● Exercise: Please update the lines from the one containing "A point belongs on each instance of the hillside." through the last line, replacing "hillside" with "slope" and changing nothing else. Return only those lines.

+ + + + +

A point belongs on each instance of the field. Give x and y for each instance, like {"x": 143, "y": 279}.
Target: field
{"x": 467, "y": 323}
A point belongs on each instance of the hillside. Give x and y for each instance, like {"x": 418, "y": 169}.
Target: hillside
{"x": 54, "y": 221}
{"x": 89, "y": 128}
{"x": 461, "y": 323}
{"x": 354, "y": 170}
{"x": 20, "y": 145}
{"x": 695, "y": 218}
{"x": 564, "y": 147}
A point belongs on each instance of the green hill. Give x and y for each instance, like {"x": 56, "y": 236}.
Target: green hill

+ + + + +

● Answer to the task:
A point belongs on each instance of the slope. Give x and y for each instance, like {"x": 418, "y": 169}.
Target: slope
{"x": 54, "y": 221}
{"x": 89, "y": 128}
{"x": 461, "y": 323}
{"x": 354, "y": 170}
{"x": 20, "y": 145}
{"x": 695, "y": 218}
{"x": 564, "y": 147}
A point belongs on each instance of the green hill. Give x and y for each instance, like {"x": 56, "y": 236}.
Target: green hill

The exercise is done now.